* _TASK PROMPT_
Reproduce the records below, starting at the line that contains "truck cab, each" and ending at the last line of the records, substituting "metal" for "wooden" and leaving everything else unchanged.

━━━ SUPPLIED MATERIAL ━━━

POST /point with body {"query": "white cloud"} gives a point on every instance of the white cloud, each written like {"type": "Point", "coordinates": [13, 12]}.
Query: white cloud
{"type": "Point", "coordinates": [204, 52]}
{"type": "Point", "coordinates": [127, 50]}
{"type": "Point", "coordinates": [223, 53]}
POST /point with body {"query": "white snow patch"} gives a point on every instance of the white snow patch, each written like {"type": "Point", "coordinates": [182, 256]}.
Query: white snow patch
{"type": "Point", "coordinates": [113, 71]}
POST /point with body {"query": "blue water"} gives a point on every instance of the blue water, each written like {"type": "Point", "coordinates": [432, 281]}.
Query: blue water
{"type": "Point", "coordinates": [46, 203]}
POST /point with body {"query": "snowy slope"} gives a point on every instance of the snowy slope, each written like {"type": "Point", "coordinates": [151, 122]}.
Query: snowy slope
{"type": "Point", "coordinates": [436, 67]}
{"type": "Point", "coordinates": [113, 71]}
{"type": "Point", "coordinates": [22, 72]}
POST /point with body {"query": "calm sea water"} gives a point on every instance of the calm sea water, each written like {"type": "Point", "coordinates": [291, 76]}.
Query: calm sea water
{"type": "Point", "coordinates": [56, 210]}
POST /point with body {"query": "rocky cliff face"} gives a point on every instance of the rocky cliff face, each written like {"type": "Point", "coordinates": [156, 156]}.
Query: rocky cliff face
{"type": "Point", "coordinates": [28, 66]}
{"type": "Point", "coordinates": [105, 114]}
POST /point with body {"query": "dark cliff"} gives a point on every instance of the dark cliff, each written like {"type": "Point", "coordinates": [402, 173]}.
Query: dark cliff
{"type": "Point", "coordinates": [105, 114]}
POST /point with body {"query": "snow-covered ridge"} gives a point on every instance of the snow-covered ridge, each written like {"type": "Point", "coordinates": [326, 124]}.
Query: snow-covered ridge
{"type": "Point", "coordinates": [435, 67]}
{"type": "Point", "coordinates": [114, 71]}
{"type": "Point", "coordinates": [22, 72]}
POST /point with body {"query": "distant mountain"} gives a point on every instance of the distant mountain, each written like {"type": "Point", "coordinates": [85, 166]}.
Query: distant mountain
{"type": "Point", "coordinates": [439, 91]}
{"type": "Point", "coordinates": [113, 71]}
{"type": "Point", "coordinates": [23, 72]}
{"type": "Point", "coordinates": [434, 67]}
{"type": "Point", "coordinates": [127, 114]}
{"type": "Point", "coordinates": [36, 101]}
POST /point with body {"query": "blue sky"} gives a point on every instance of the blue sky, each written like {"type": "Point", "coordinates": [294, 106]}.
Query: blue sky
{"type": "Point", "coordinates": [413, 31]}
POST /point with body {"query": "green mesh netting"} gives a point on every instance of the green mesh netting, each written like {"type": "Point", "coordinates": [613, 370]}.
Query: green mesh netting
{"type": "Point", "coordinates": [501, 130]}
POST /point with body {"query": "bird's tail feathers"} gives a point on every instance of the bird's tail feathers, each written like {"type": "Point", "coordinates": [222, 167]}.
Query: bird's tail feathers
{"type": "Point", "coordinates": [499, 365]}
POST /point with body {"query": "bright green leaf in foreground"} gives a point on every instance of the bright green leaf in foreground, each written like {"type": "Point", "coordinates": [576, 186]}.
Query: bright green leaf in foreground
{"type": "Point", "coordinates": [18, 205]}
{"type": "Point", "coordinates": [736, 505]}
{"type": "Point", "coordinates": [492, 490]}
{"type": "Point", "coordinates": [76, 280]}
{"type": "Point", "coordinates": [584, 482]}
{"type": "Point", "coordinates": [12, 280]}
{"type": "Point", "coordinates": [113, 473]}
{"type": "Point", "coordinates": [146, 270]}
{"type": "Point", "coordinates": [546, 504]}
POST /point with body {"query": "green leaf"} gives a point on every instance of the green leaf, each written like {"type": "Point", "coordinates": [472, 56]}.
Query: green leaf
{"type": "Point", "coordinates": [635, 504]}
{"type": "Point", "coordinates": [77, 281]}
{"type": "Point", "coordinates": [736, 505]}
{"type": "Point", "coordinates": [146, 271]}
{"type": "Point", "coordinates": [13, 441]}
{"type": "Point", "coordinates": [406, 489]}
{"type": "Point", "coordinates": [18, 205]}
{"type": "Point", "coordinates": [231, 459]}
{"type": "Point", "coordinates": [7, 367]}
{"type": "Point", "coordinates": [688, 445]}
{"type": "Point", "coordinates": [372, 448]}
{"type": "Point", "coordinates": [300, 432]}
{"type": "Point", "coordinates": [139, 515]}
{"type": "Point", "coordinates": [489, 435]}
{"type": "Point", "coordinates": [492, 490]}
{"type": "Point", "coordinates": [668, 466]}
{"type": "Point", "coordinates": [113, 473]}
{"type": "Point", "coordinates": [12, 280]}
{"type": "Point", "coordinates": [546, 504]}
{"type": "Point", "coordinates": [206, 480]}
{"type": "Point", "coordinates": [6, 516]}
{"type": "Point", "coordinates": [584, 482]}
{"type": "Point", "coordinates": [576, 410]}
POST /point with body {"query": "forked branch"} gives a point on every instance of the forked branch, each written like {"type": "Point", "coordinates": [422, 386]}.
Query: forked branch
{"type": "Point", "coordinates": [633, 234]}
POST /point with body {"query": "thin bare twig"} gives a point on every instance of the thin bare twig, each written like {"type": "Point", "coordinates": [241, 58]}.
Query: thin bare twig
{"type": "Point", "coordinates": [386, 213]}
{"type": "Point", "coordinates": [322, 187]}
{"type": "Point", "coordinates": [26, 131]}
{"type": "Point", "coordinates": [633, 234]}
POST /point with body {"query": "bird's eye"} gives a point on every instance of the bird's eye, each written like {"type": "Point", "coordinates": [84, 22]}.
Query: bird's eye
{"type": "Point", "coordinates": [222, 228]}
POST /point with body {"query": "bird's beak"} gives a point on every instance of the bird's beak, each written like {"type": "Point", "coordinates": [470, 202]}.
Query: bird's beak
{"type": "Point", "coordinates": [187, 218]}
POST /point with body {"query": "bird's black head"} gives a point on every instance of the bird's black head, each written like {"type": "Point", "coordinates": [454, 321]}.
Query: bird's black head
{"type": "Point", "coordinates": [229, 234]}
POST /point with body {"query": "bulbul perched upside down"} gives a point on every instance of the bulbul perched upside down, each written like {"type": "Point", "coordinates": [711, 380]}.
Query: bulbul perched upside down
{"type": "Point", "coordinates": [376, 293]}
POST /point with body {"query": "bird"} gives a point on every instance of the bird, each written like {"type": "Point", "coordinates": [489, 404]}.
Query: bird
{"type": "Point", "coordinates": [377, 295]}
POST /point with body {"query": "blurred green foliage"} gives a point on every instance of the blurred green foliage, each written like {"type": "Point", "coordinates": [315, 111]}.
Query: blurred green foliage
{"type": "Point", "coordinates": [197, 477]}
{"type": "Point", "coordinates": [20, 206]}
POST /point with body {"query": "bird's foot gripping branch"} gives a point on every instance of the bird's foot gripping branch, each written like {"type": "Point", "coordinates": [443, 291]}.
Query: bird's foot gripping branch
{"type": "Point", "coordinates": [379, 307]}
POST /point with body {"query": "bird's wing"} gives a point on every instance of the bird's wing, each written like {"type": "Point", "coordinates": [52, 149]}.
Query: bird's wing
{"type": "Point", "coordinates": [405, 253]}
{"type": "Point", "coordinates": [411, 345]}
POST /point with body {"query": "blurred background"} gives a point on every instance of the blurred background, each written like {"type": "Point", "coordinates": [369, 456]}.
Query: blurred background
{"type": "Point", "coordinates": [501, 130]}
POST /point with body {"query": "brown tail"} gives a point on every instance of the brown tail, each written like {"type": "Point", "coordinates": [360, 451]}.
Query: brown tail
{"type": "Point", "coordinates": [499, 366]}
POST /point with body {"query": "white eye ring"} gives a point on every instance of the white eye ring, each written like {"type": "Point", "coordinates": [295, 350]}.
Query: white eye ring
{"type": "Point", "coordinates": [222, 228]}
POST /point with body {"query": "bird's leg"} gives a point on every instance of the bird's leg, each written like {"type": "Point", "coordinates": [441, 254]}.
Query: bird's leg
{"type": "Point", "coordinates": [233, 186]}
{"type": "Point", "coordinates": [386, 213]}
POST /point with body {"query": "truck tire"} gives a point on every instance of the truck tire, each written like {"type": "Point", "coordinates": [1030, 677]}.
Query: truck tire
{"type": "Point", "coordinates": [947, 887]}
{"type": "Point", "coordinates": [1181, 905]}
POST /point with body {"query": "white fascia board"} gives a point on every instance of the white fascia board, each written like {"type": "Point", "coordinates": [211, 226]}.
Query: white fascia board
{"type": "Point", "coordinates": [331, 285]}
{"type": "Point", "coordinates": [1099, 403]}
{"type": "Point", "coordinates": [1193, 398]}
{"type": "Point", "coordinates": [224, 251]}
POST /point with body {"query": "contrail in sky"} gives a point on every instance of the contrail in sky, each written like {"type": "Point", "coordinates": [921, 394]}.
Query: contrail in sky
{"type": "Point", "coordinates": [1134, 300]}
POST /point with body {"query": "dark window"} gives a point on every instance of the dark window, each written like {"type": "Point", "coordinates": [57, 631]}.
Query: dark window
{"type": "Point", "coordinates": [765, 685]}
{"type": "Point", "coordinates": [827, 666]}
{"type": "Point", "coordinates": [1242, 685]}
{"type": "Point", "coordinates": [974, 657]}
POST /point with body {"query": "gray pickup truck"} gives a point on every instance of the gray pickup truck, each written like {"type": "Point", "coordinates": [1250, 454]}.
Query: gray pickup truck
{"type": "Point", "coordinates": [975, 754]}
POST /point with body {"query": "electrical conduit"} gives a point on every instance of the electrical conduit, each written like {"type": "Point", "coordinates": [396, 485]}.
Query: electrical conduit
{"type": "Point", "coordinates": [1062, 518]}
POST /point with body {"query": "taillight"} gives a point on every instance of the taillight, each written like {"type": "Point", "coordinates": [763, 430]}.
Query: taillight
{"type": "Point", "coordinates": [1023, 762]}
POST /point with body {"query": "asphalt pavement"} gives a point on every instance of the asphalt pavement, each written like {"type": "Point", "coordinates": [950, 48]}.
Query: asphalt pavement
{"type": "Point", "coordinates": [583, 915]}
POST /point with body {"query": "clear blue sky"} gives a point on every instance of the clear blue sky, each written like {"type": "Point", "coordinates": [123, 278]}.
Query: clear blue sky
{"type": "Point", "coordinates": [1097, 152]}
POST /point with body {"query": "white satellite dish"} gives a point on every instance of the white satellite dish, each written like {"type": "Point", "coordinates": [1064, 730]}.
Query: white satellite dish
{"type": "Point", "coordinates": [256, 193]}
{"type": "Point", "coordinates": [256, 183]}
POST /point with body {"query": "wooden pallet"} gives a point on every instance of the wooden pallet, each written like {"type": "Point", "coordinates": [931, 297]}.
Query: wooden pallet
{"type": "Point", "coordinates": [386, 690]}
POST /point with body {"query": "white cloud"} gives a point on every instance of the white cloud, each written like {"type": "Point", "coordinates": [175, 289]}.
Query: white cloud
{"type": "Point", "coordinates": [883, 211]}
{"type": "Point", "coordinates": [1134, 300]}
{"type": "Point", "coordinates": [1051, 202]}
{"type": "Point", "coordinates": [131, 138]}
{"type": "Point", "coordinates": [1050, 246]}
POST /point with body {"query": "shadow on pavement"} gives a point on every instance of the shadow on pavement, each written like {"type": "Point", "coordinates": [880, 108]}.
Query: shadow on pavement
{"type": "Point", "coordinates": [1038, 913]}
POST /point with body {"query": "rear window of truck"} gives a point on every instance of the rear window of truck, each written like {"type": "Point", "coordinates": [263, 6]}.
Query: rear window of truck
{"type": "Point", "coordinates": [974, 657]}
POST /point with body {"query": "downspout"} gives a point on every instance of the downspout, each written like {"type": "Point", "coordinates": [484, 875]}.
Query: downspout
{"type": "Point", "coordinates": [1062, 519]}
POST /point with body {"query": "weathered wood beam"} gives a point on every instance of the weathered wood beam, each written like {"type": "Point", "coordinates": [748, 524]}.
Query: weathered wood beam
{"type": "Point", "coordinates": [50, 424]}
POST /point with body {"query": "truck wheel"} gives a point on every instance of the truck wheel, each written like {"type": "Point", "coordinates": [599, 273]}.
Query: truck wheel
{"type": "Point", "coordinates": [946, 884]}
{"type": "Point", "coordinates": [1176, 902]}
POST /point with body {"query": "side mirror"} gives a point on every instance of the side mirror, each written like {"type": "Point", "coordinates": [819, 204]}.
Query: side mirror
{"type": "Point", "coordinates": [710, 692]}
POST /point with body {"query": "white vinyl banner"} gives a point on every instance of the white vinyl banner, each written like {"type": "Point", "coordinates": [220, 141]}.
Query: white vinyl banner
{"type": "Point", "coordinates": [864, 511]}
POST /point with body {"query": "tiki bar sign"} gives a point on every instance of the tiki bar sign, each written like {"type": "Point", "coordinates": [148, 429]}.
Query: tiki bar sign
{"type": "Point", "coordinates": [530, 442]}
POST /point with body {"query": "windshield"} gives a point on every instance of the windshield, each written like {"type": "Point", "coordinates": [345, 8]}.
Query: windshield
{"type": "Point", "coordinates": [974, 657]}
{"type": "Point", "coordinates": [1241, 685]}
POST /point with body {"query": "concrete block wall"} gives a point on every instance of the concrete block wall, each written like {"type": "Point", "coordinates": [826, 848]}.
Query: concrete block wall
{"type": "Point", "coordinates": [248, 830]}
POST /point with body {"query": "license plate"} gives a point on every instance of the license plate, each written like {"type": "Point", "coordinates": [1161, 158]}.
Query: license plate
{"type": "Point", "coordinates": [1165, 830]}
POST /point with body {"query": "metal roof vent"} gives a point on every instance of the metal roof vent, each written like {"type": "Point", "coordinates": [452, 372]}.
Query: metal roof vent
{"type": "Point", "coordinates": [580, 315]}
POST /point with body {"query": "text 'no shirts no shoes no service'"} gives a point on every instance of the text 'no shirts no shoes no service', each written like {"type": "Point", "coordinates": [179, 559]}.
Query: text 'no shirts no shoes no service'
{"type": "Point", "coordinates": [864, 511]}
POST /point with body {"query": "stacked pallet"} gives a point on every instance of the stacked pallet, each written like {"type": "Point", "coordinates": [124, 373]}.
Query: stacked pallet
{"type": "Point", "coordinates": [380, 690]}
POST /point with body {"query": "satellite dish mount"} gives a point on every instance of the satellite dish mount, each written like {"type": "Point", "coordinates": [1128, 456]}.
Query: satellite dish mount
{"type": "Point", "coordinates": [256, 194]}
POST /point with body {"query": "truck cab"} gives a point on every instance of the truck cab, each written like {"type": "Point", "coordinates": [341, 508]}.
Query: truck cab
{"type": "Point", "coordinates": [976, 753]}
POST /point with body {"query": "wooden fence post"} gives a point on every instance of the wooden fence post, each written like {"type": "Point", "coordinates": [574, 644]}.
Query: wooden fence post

━━━

* _SOLVED EXERCISE_
POST /point with body {"query": "truck cab"} gives a point on every instance of the truck cab, each written like {"type": "Point", "coordinates": [341, 508]}.
Query: truck cab
{"type": "Point", "coordinates": [976, 753]}
POST /point with body {"query": "metal fence post"} gives a point on every instance of the metal fence post, each written like {"type": "Point", "coordinates": [574, 644]}.
Query: metal fence post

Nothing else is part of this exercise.